◆ Provided entries:
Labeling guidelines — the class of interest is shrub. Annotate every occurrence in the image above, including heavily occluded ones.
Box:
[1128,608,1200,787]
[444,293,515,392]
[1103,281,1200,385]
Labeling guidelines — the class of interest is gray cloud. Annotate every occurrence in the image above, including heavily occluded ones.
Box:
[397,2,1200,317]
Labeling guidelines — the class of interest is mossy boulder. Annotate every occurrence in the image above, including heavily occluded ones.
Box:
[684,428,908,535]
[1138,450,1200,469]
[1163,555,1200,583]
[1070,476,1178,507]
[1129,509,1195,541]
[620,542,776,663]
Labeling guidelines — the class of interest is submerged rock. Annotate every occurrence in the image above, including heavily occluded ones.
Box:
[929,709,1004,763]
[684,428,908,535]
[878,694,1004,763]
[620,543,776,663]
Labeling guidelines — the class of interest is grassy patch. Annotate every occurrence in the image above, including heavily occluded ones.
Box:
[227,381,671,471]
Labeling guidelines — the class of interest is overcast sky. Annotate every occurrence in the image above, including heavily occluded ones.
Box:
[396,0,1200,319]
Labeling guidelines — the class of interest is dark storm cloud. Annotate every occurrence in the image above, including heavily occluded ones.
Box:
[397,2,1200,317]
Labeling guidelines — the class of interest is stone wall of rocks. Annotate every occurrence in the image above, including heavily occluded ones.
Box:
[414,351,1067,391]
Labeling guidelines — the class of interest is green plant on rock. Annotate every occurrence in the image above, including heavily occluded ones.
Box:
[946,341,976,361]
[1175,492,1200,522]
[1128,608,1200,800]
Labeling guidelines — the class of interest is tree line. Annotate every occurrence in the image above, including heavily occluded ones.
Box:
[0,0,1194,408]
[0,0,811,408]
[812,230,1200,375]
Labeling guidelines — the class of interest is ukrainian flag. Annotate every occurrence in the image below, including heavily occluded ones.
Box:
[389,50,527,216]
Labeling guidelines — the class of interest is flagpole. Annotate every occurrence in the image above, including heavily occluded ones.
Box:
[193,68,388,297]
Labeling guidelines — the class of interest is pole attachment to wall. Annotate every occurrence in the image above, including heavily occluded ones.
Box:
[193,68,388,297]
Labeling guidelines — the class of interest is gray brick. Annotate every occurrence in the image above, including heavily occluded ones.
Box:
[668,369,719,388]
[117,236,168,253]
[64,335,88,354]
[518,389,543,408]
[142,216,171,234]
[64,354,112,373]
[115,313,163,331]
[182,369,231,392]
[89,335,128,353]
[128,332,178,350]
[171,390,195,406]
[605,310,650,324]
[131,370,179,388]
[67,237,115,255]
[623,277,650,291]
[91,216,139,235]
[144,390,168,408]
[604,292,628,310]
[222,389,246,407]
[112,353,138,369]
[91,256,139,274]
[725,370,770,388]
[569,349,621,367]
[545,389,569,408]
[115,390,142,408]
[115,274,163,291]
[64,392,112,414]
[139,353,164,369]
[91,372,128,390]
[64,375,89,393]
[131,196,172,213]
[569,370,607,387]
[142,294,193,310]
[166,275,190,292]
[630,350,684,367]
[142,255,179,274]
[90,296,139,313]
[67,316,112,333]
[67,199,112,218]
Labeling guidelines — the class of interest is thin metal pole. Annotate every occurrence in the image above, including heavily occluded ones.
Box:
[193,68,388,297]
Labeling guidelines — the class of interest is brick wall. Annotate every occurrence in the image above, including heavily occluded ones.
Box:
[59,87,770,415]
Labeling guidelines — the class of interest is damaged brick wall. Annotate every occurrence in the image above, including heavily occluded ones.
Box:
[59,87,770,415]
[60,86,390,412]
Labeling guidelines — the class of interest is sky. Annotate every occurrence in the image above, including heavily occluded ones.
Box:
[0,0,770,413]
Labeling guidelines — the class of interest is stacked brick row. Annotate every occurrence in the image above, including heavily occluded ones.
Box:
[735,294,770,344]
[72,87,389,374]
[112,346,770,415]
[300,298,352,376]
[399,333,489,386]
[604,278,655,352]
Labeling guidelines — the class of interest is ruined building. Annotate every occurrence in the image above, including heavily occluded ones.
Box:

◆ What the task requires: Copy out every line of the material above that contains the word "gray", and leave out all other lines.

◆ Expected answer:
Labeling guidelines — the class of interest is gray cloud. Annotate every occurrence in the image above, including heavily occluded ones.
Labeling guidelines — the class of interest is gray brick. Annotate every occurrence in the image above, including heavily occluded ones.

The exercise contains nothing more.